Les affirmations suivantes concordent-elles avec l’extrait sur Cosmopolis ? Répondez par oui ou par non pour chacune, en citant les mots décisifs de l’extrait.
1. Cronenberg a pensé à Robert Pattinson dès le départ pour le rôle.
2. Robert Pattinson était parfaitement serein quant à sa prestation.
3. La phrase « Je suis une énigme à moi-même » provient des Confessions de Saint-Augustin.

## Extrait fourni
______

Le réalisateur enchaîne sur une note plus sérieuse : “J’ai toujours pensé que le processus de casting d’un acteur était étrange, voire occulte – car cela marche à l’intuition – mais il y a tout de même un aspect concret au travail. Se pose en premier lieu la question de l’âge du personnage ; puis on se penche sur sa liste et on raye les acteurs trop jeunes ou trop vieux. Dans le cas d’Eric Packer, il me fallait un comédien américain ou, en tout cas, capable de jouer un accent américain convaincant. Et surtout, je voulais de la “star quality”, un acteur qui ait suffisamment de charisme pour porter le film et maintenir le personnage intéressant tout au long des dialogues.” Cronenberg n’a pas tort, car la particularité de Cosmopolis est que Robert Pattinson apparaît dans chacune des scènes et tout part de son point de vue, physique comme émotionnel. « J’ai tout de suite pensé à lui, car je trouve que c’est un grand acteur », nous dit le cinéaste. On a à peine le temps d’émettre un rictus (c’est dire s’il s’est montré rapide !), qu’il répond à la critique : « Vous savez, on dit souvent « Ah, s’il a joué dans Twilight, c’est que ce n’est pas un bon comédien !» mais j’ai pu revivre avec Robert, la même situation que j’avais connue avec Viggo Mortensen, alors qu’il venait de tourner dans Le Seigneur des Anneaux. J’ai tout de suite compris que Robert, comme Viggo, est un très grand interprète ». Cronenberg réduit au silence les derniers protestataires par un simple « Rob a une présence formidable à l’écran. » Cela n’a toutefois pas empêché l’acteur de s’être montré inquiet par rapport à sa prestation. « Il était très enthousiaste, mais également très anxieux, se demandant sans cesse s’il saura être à la hauteur, car le rôle est très complexe ». En effet, “Eric sait ce qu’il est mais non qui il est”, nous dit son papa David.”La limousine est un peu un univers qu’il s’est auto-créé, totalement isolé du monde extérieur. Elle tient du tank, du sous-marin, mais également du cercueil. Eric y contrôle toutes les situations : le sexe, le business, les discours philosophiques… S’il maîtrise cet univers, il s’est en revanche coupé de la vie et des autres. On parle de bulle financière, le personnage est, lui, littéralement dans sa propre bulle.” La phrase “Je suis une énigme à moi-même”, tirée des Confessions de Saint-Augustin et prononcée par Pattinson dans le film correspond entièrement à ce personnage insondable.

______

## Données fournies

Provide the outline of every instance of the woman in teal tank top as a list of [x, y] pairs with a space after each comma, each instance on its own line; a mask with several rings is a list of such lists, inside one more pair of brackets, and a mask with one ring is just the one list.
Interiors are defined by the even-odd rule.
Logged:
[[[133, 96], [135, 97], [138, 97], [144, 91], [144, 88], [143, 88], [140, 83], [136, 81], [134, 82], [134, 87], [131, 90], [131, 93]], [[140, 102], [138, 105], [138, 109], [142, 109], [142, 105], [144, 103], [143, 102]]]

______

## Corrigé
1. Oui : « J’ai tout de suite pensé à lui, car je trouve que c’est un grand acteur »
2. Non : « Il était très enthousiaste, mais également très anxieux »
3. Oui : « tirée des Confessions de Saint-Augustin »